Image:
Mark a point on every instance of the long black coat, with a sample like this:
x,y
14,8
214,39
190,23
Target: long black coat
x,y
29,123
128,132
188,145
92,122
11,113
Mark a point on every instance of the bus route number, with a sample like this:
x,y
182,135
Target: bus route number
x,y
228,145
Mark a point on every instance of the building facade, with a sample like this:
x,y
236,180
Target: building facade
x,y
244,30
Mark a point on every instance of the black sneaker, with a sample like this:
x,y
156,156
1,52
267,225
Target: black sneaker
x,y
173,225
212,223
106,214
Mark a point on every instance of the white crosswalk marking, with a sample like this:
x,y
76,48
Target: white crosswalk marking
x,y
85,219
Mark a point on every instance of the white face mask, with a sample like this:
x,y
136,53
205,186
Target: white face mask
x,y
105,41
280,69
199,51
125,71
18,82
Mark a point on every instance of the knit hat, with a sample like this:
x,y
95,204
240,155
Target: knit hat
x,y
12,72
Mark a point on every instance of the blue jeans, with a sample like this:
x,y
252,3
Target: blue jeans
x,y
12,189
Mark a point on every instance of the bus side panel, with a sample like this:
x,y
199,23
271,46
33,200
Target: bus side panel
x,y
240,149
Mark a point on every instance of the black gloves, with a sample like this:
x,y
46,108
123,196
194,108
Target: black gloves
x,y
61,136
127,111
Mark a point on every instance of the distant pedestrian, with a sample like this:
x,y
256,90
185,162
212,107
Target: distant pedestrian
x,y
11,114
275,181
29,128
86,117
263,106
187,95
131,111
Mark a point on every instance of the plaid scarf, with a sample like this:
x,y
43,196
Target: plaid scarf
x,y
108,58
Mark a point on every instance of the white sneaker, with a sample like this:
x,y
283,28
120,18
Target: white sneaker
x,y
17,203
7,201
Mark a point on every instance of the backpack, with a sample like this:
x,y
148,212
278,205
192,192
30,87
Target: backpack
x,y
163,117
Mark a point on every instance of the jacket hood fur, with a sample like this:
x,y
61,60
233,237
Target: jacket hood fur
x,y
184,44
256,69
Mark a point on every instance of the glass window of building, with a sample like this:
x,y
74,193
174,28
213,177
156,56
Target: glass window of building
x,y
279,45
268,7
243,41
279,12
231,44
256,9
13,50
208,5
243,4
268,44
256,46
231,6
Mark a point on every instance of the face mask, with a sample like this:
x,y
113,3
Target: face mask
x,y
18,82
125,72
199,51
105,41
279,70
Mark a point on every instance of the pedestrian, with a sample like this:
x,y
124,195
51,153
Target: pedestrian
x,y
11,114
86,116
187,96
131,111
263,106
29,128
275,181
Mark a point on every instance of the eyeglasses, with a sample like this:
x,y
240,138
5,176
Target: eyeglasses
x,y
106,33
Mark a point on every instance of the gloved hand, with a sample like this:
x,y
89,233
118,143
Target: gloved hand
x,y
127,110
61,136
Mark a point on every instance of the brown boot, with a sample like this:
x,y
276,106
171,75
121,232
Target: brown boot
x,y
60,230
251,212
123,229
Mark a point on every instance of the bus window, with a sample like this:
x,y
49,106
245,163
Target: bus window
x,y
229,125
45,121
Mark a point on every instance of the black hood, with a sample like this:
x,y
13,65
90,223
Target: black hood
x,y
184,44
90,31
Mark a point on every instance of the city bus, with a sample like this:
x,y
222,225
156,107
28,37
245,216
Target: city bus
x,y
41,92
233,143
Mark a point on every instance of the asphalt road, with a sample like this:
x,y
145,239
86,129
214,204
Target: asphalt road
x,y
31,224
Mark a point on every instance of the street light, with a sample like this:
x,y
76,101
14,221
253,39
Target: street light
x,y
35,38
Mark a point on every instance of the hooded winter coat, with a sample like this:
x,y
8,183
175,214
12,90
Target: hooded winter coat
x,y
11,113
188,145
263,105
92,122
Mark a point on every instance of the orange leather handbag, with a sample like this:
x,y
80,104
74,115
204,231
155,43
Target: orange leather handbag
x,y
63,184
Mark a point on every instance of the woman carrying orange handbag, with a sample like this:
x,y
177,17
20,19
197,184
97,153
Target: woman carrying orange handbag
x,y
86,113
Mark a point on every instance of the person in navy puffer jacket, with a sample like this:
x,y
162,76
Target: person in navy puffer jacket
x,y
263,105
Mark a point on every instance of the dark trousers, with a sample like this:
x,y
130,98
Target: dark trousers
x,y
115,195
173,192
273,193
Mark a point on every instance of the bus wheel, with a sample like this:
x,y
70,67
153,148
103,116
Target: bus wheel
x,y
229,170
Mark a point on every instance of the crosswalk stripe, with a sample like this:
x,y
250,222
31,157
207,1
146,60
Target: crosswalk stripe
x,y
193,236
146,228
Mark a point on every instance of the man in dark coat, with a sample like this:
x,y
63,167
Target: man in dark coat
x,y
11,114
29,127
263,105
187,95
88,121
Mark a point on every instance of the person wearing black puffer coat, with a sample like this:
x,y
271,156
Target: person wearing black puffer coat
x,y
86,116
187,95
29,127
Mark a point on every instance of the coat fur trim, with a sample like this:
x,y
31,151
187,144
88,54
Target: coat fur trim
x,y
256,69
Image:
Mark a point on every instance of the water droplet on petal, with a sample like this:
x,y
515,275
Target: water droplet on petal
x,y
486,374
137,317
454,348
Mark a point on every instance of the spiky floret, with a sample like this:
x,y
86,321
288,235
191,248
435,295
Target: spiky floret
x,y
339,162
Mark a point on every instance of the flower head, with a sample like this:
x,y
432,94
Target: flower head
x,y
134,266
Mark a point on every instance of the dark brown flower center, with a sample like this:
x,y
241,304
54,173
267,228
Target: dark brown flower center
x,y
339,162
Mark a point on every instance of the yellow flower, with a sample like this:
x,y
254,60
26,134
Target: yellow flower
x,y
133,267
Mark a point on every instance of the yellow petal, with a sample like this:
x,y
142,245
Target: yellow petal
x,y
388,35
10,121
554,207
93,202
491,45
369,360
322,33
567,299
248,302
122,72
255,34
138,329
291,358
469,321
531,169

#### [WORK REQUIRED]
From the first line to the last, restate the data above exactly.

#### [RESULT]
Image:
Mark a point on every instance of the long black coat, with a sample like this:
x,y
14,8
214,39
190,23
Target: long black coat
x,y
29,123
128,132
188,145
92,122
11,113
Mark a point on every instance of the bus route number, with a sample like this:
x,y
182,135
Target: bus route number
x,y
228,145
Mark a point on every instance of the building facade, with a sample like this:
x,y
236,180
Target: building facade
x,y
244,30
Mark a point on every instance of the black sneaker, with a sample like this:
x,y
156,156
1,52
267,225
Target: black sneaker
x,y
173,225
212,223
106,214
Mark a point on every instance of the white crosswalk marking, with a sample like this:
x,y
76,48
Target: white crosswalk marking
x,y
85,219
Mark a point on every instance of the white face mask, with a sample like this:
x,y
136,53
205,186
Target: white face mask
x,y
105,41
280,69
199,51
125,71
18,82
Mark a point on every instance of the knit hat, with a sample like this:
x,y
95,204
240,155
Target: knit hat
x,y
12,72
Mark a point on every instance of the blue jeans, with a sample like this:
x,y
252,3
Target: blue jeans
x,y
12,189
Mark a point on every instance of the bus side panel, with a sample like this:
x,y
199,23
271,46
33,200
Target: bus side panel
x,y
240,149
Mark a point on every instance of the black gloves, with a sample like this:
x,y
46,108
123,196
194,108
Target: black gloves
x,y
61,136
127,111
Mark a point on every instance of the distant pedestrian, with a sample like this:
x,y
256,90
185,162
212,107
Target: distant pedestrian
x,y
11,114
275,181
29,128
86,117
263,106
187,95
131,111
Mark a point on every instance of the plaid scarf, with a sample like this:
x,y
43,196
Target: plaid scarf
x,y
108,58
Mark a point on every instance of the white sneaker, with a sample like this:
x,y
283,28
120,18
Target: white sneaker
x,y
17,203
7,201
Mark a point on every instance of the backpack, with a sample like this:
x,y
148,212
278,205
192,192
30,87
Target: backpack
x,y
163,117
Mark a point on every instance of the jacket hood fur, with a sample like this:
x,y
61,60
233,237
Target: jacket hood fur
x,y
184,44
256,69
Mark a point on every instance of the glass window of building, with a sample like this:
x,y
74,193
174,28
213,177
156,56
Target: glass window of building
x,y
279,45
268,7
243,41
279,12
231,44
256,9
13,50
208,5
243,4
268,44
256,46
231,6
Mark a point on every instance of the face mask, with a sample like this:
x,y
113,3
Target: face mask
x,y
18,82
125,72
199,51
105,41
279,70
Mark a point on every instance of the pedestrian, with a sample like this:
x,y
124,195
51,153
Target: pedestrian
x,y
11,114
86,116
187,96
131,111
263,106
29,128
275,181
Mark a point on every instance of the eyeglasses, with a sample like this:
x,y
240,138
5,176
Target: eyeglasses
x,y
106,33
Mark a point on every instance of the gloved hand, with a sample like this:
x,y
89,233
118,143
Target: gloved hand
x,y
127,110
61,136
Mark a point on every instance of the brown boot, with a sample like this:
x,y
276,106
171,75
121,232
Target: brown boot
x,y
60,230
251,212
123,229
Mark a point on every instance of the bus window, with a sample like this:
x,y
49,106
245,163
Target: bus window
x,y
229,125
45,121
Mark a point on every instance of the black hood, with a sample like this:
x,y
13,65
90,223
Target: black hood
x,y
184,44
90,31
Mark a point on every instance of the city bus, with a sample like this:
x,y
222,225
156,107
28,37
245,216
Target: city bus
x,y
41,92
233,143
Mark a point on every instance of the asphalt road, with a sample like this:
x,y
145,239
86,129
214,204
Target: asphalt road
x,y
31,224
Mark a point on every instance of the street light, with a sample like this:
x,y
76,101
14,221
253,39
Target: street light
x,y
35,38
Mark a point on every instance of the hooded winter coat, with a sample like this:
x,y
8,183
175,214
12,90
Target: hooded winter coat
x,y
11,113
188,145
263,105
92,122
Mark a point on every instance of the orange leather handbag, with a sample like this:
x,y
80,104
74,115
204,231
155,43
Target: orange leather handbag
x,y
63,184
Mark a point on every instance of the woman carrying orange handbag, with a sample like this:
x,y
177,17
20,19
197,184
97,153
Target: woman carrying orange handbag
x,y
86,113
Mark a point on every instance of the person in navy puffer jacket, with a sample like this:
x,y
162,76
Target: person in navy puffer jacket
x,y
263,105
Mark a point on every instance of the dark trousers, with a sample like this:
x,y
130,98
Target: dark trousers
x,y
115,195
173,192
273,193
Mark a point on every instance of the bus wheel, with a sample like this:
x,y
70,67
153,148
103,116
Target: bus wheel
x,y
229,170
Mark a point on every instance of the crosswalk stripe, with a sample like this:
x,y
250,222
31,157
207,1
146,60
Target: crosswalk stripe
x,y
193,236
146,228
Mark a point on every instance of the man in dark coat, with a sample like this:
x,y
63,167
Target: man in dark coat
x,y
11,114
29,127
263,105
187,95
88,121
Mark a point on every instance of the person wearing black puffer coat, with a sample like this:
x,y
271,156
Target: person wearing black puffer coat
x,y
86,116
187,95
29,127
Mark a point on every instance of the coat fur trim, with a sample like this:
x,y
31,151
187,144
88,54
Target: coat fur trim
x,y
256,69
Image:
Mark a point on every instance of the water droplet on petal, with a sample like this:
x,y
515,275
Target: water droplet on petal
x,y
486,374
137,317
454,348
Mark a point on every instance of the spiky floret, with a sample like this:
x,y
86,321
288,235
191,248
435,295
Target: spiky floret
x,y
339,162
Mark a point on every instance of the flower head, with a sample like this:
x,y
432,94
Target: flower head
x,y
134,266
Mark a point on every instance of the dark brown flower center, with a sample like this:
x,y
241,304
54,173
267,228
Target: dark brown flower center
x,y
339,162
Mark a point on every instance of the yellow flower, with a sample like this:
x,y
254,60
26,134
Target: yellow flower
x,y
133,267
Mark a point on every instance of the yellow petal, with a sample like this:
x,y
142,245
Target: yellow petal
x,y
388,35
10,121
554,207
93,202
491,45
369,360
322,33
567,299
248,302
122,72
255,34
138,329
291,358
469,321
531,169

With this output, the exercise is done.